START DOCUMENT SECTION

Motivation

Hyperparameter selection is a fundamental step in deploying machine learning models, aimed at assessing whether a model meets specified requirements in terms of performance, robustness, or safety. Recent approaches based on the Learn-Then-Test (LTT) [1] framework formulate this task as a multiple hypothesis testing procedure. For each candidate hyperparameter, LTT tests whether the corresponding model meets a target reliability level by evaluating it on multiple instances of the task (e.g., deploying the model in real-world scenarios). Despite its theoretical guarantees, LTT supports only non-adaptive testing, where all evaluation decisions and the length of the testing phase must be fixed in advance. This rigidity limits its practical utility in safety-critical environments, where minimizing the cost of testing is essential.

END DOCUMENT SECTION
START DATA LISTING

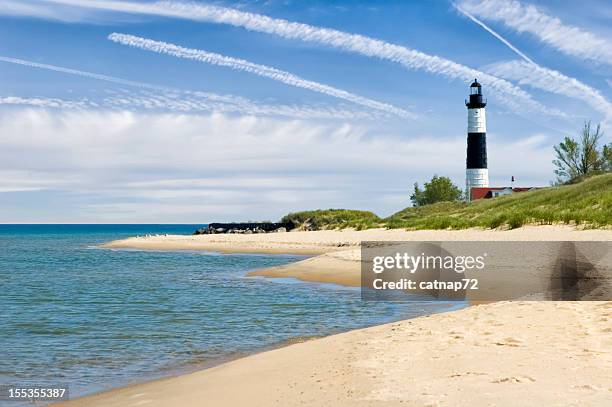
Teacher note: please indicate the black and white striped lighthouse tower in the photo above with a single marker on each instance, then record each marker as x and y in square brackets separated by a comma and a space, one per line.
[476, 173]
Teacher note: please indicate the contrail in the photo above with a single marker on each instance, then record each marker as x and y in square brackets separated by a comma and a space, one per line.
[570, 40]
[551, 81]
[511, 95]
[174, 99]
[92, 75]
[493, 33]
[257, 69]
[532, 74]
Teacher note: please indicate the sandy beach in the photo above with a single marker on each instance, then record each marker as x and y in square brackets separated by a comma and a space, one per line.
[338, 251]
[502, 354]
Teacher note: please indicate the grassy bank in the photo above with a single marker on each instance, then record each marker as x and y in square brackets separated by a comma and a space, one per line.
[588, 204]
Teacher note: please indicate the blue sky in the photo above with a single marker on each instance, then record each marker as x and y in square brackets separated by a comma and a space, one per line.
[193, 141]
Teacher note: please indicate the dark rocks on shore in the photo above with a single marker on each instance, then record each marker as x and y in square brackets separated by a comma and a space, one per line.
[244, 228]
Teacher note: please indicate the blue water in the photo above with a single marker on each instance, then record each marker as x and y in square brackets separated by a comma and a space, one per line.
[94, 318]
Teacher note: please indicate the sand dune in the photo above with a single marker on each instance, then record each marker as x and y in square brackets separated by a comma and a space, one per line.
[333, 240]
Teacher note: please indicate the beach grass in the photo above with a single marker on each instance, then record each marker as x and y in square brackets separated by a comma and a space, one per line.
[587, 204]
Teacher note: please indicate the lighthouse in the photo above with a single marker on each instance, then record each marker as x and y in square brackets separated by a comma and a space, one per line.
[476, 173]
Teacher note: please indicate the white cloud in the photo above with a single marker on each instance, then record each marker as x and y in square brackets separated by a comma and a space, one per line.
[493, 33]
[529, 73]
[150, 96]
[257, 69]
[536, 76]
[521, 17]
[113, 166]
[512, 96]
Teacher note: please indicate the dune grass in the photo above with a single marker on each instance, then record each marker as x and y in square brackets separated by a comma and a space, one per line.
[325, 219]
[587, 204]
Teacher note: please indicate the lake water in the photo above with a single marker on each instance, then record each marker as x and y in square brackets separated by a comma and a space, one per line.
[93, 318]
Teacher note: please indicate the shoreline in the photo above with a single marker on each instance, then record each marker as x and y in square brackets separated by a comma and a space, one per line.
[390, 364]
[486, 352]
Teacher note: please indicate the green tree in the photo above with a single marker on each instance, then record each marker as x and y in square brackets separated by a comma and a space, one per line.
[578, 158]
[439, 189]
[607, 157]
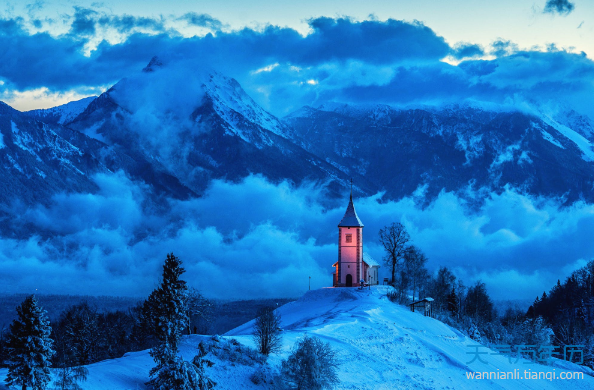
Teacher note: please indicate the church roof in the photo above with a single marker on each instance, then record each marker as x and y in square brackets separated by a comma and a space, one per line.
[350, 218]
[370, 260]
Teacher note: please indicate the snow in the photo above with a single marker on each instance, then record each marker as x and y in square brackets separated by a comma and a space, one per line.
[551, 139]
[369, 260]
[579, 140]
[380, 345]
[66, 112]
[229, 100]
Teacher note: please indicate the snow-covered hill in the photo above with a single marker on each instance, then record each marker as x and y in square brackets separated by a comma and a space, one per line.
[453, 147]
[379, 345]
[61, 114]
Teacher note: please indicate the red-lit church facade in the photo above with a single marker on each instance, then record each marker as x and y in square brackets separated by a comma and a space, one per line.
[353, 264]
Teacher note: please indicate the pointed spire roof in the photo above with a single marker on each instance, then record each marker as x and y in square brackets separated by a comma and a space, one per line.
[350, 219]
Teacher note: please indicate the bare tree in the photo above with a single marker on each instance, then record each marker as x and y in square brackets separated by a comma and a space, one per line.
[267, 330]
[394, 239]
[311, 366]
[414, 266]
[199, 308]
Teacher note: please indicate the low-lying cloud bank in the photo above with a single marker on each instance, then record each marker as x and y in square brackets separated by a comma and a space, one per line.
[257, 239]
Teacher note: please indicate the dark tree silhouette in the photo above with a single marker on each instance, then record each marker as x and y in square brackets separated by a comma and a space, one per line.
[394, 239]
[29, 347]
[267, 332]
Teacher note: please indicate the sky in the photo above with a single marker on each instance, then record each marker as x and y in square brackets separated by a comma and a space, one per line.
[529, 55]
[118, 36]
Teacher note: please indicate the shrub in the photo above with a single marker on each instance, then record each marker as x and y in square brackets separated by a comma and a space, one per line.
[311, 366]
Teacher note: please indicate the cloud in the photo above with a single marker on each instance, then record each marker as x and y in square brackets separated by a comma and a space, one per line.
[236, 52]
[84, 22]
[371, 61]
[202, 20]
[127, 23]
[114, 242]
[467, 50]
[561, 7]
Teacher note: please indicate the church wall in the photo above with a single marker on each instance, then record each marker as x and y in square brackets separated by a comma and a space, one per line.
[351, 254]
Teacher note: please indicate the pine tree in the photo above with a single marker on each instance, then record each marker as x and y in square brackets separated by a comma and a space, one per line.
[452, 302]
[267, 336]
[29, 347]
[168, 310]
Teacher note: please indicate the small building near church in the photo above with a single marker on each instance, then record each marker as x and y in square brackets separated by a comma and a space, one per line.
[353, 264]
[423, 305]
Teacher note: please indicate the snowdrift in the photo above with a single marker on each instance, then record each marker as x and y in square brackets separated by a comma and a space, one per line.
[379, 345]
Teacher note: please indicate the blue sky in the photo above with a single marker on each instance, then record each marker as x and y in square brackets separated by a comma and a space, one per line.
[57, 51]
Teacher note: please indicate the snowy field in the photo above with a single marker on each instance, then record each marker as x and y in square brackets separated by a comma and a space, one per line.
[379, 345]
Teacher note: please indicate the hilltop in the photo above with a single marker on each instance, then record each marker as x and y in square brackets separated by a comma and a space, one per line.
[380, 345]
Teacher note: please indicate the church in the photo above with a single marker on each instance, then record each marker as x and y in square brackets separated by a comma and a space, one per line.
[353, 264]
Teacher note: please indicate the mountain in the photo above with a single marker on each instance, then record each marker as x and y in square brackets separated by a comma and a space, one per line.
[457, 148]
[378, 345]
[61, 114]
[176, 127]
[40, 159]
[201, 126]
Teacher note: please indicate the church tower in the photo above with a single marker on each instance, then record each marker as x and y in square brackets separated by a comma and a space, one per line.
[349, 269]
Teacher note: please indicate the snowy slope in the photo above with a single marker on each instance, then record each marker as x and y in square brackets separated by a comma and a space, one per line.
[380, 345]
[62, 114]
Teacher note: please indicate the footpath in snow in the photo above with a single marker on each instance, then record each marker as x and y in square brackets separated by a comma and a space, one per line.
[380, 345]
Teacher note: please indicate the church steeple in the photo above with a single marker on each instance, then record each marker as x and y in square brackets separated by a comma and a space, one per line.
[350, 219]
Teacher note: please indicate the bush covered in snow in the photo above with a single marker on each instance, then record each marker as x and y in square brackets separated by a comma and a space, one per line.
[233, 351]
[311, 365]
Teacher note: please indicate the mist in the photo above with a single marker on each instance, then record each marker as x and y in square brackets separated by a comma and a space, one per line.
[256, 239]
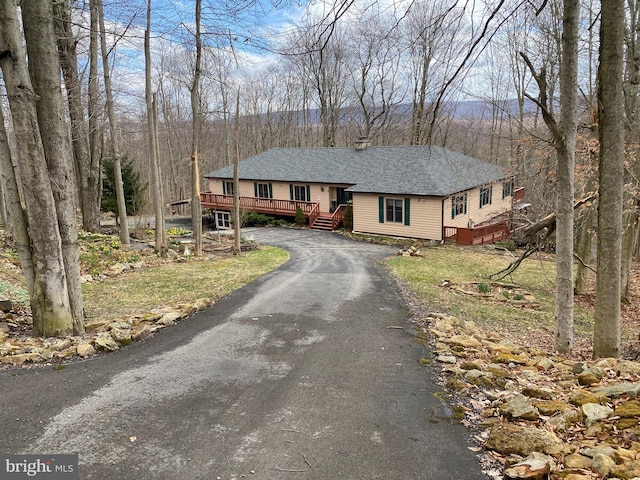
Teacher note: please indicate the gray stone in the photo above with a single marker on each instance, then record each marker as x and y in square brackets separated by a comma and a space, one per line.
[105, 342]
[169, 318]
[602, 464]
[509, 439]
[519, 407]
[85, 350]
[534, 466]
[618, 390]
[594, 412]
[121, 336]
[5, 304]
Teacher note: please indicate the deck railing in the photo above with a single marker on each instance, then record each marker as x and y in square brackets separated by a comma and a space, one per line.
[338, 215]
[262, 205]
[491, 233]
[518, 195]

END DATA LISTING

*PARTS OF THE EXERCISE*:
• A. From the Motivation section, retype the passage starting with "Hyperparameter selection is" and going on through "testing is essential.".
• B. Continue the Motivation section from where it stops.

*TASK-BY-TASK OUTPUTS*:
• A.
Hyperparameter selection is a fundamental step in deploying machine learning models, aimed at assessing whether a model meets specified requirements in terms of performance, robustness, or safety. Recent approaches based on the Learn-Then-Test (LTT) [1] framework formulate this task as a multiple hypothesis testing procedure. For each candidate hyperparameter, LTT tests whether the corresponding model meets a target reliability level by evaluating it on multiple instances of the task (e.g., deploying the model in real-world scenarios). Despite its theoretical guarantees, LTT supports only non-adaptive testing, where all evaluation decisions and the length of the testing phase must be fixed in advance. This rigidity limits its practical utility in safety-critical environments, where minimizing the cost of testing is essential.

• B.
E-process-based testing

To overcome this limitation, our recent work—accepted at ICML 2025—introduces adaptive Learn-Then-Test (aLTT), a statistically rigorous, sequential testing framework that enables efficient, data-driven hyperparameter selection with provable reliability guarantees. The core innovation behind aLTT is its use of e-process-based multiple hypothesis testing [2], which replace the traditional p-value-based testing employed in LTT. E-processes support sequential, data-adaptive hypothesis testing while maintaining formal statistical guarantees.

Practically speaking, as illustrated in Figure 1, this means that at each testing round, the experimenter can decide—based on the accumulated evidence—whether to continue testing specific hyperparameters or to stop if a sufficiently large set of reliable candidates has been identified. All of this is achieved without sacrificing the statistical guarantees of the procedure in terms of family-wise error rate (FWER) or false discovery rate (FDR) control. This stands in sharp contrast to p-value-based approaches, where such flexibility would invalidate the statistical guarantees of the procedure. An insidious problem known as p-hacking.

Figure 1: aLTT enables data-adaptive testing and flexible termination rules. At each testing round, based on the accumulated evidence, it is possible to decide which hyperparameters to test next and whether to continue testing.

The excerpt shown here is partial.